_Dataset excerpts:_
....................

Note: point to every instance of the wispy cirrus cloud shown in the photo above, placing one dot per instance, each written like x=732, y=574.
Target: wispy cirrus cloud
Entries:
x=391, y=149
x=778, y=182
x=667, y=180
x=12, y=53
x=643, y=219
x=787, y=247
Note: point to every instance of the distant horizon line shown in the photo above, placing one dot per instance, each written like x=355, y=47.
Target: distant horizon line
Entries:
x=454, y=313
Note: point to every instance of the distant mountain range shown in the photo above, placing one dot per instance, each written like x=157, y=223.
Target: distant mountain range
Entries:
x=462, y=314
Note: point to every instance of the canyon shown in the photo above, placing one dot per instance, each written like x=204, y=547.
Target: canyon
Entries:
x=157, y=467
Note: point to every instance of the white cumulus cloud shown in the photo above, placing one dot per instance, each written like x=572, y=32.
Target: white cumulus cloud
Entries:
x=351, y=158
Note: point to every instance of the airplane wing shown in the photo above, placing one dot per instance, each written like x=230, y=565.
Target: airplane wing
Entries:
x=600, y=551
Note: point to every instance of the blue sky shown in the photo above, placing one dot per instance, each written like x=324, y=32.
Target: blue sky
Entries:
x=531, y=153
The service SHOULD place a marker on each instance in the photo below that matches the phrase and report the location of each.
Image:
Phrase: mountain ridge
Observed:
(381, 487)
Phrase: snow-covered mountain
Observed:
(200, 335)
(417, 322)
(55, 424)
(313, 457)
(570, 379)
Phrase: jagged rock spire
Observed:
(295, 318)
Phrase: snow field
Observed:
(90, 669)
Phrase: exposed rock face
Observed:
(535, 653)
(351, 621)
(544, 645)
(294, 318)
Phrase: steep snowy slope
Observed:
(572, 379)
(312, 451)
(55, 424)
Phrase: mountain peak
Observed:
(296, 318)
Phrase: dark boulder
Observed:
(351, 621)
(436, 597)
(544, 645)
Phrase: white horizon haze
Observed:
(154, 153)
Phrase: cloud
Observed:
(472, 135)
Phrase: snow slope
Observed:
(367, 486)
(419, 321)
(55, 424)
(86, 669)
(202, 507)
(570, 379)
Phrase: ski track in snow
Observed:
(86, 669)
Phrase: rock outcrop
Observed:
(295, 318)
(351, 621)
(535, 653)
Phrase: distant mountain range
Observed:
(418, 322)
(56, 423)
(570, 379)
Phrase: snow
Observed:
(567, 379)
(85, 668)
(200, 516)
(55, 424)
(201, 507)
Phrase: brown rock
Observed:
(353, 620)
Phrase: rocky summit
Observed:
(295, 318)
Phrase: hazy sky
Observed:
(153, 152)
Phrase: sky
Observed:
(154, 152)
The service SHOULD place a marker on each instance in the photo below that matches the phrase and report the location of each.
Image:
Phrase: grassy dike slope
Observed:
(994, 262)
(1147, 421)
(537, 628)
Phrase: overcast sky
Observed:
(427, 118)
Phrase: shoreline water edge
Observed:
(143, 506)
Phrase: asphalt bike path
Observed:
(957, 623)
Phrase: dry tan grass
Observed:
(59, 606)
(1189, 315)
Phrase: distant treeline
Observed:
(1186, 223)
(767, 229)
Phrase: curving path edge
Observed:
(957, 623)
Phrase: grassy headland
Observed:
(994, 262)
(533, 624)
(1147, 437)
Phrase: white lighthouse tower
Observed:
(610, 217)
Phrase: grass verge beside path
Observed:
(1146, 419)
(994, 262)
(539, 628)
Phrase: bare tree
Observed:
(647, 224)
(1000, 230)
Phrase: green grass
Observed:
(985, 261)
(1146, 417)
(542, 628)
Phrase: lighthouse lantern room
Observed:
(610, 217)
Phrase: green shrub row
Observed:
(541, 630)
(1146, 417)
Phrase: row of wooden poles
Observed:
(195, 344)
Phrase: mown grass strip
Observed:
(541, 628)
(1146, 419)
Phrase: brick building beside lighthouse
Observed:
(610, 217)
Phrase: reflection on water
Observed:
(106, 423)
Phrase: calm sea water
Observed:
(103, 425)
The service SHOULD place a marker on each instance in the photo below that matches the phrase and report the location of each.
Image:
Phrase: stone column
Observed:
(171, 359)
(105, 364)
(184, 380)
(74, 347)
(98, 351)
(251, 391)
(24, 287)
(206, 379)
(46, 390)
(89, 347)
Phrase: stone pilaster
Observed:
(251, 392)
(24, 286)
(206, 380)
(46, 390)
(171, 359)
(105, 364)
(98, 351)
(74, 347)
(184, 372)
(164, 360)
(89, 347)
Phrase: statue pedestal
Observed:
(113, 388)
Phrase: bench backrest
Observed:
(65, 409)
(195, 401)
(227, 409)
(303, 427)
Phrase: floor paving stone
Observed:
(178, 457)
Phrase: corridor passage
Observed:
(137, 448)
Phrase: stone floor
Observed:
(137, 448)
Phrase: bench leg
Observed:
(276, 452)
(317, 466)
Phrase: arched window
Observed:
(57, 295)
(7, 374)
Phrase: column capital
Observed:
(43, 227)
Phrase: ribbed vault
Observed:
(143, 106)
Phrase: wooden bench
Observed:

....................

Render the data from the start through the line containing "x=531, y=153" as a two-column CSV with the columns input and output. Each item gets one row, with its text in input and its coordinates in output, every field quoted and line breaks turned into spaces.

input,output
"Note: point to every instance of the wispy cirrus cloud shown in the photo above, placing one dot per instance, each written like x=732, y=574. Target: wispy cirrus cloud Entries:","x=391, y=149 x=778, y=182 x=667, y=180 x=12, y=53 x=643, y=219 x=787, y=247"
"Note: point to every instance of the distant horizon line shown in the photo above, placing one dot per instance, each written like x=355, y=47. Target: distant horizon line Entries:","x=454, y=313"
"Note: point to every instance of the distant mountain range shown in the photo above, placing one dot per instance, each written like x=157, y=223. Target: distant mountain range Entries:","x=462, y=314"
"Note: point to every instance of the canyon shown in the photo above, placing one dot per instance, each written like x=204, y=547. Target: canyon Entries:","x=157, y=467"
"Note: point to every instance of the white cumulus cloud shown in the photo above, placing one dot per instance, each written like x=572, y=32. Target: white cumulus cloud Entries:","x=351, y=158"
"Note: point to every instance of the airplane wing shown in the photo above, placing one dot per instance, each written like x=230, y=565. Target: airplane wing Entries:","x=600, y=551"
"Note: point to every instance of the blue sky shown in the photo above, placing one dot per instance, each written like x=324, y=32. Target: blue sky Entries:","x=531, y=153"